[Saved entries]
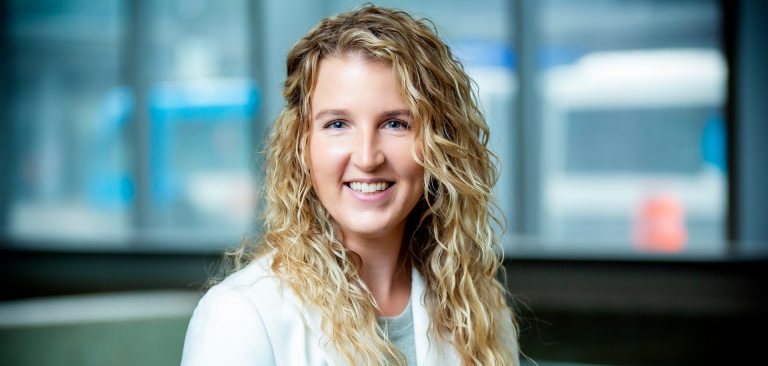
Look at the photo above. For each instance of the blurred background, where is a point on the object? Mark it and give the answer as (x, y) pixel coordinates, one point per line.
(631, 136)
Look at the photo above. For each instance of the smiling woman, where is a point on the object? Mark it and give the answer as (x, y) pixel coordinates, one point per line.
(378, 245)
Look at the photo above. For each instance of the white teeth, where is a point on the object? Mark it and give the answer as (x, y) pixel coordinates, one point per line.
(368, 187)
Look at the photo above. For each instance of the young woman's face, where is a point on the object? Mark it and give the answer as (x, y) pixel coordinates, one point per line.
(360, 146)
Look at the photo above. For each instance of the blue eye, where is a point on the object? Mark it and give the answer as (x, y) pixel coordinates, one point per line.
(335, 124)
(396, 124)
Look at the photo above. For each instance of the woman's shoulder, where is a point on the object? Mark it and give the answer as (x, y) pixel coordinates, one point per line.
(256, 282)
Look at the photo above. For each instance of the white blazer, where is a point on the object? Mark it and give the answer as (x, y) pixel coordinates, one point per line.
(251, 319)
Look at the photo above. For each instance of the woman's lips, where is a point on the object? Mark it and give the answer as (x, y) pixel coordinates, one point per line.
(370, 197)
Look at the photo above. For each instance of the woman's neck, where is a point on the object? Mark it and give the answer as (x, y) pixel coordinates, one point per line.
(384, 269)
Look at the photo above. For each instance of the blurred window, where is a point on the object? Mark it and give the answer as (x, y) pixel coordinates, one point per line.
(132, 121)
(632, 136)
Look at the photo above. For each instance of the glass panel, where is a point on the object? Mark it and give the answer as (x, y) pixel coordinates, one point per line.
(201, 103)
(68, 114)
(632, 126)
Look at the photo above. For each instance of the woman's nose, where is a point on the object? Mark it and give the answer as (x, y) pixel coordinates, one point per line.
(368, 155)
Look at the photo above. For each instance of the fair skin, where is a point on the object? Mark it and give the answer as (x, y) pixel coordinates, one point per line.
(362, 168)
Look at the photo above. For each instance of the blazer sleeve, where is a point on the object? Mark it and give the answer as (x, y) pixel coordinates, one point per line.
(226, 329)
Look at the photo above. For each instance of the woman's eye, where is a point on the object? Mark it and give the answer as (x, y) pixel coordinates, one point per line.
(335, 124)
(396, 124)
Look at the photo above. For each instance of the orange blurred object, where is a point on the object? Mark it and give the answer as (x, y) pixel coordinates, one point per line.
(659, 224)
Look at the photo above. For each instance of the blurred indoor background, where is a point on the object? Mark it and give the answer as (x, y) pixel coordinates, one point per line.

* * *

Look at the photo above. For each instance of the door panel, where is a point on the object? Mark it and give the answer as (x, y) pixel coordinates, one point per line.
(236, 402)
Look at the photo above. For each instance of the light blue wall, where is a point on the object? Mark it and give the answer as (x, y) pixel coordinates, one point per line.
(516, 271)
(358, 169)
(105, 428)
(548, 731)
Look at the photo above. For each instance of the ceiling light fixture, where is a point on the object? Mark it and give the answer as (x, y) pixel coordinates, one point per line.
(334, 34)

§ **What is required**
All that is wanted is the stretch of lines above from the one containing "woman's eye, where" through the one containing "the blurred indoor", duplicated exactly.

§ **Response**
Look at the photo above. For each instance of the woman's eye, where is a point on the object? Mark it and give the answer as (x, y) pixel coordinates, one point per line.
(335, 124)
(396, 124)
Look at the photo above. For each instance of the orange blurred object, where is a point on the object? Mark it and give the answer as (x, y) pixel coordinates, one point per line.
(659, 224)
Look at the photo above. For each instance of the blurred indoor background, where is a point on the object? Mark it and give the answer as (x, y) pixel coordinates, one point per line.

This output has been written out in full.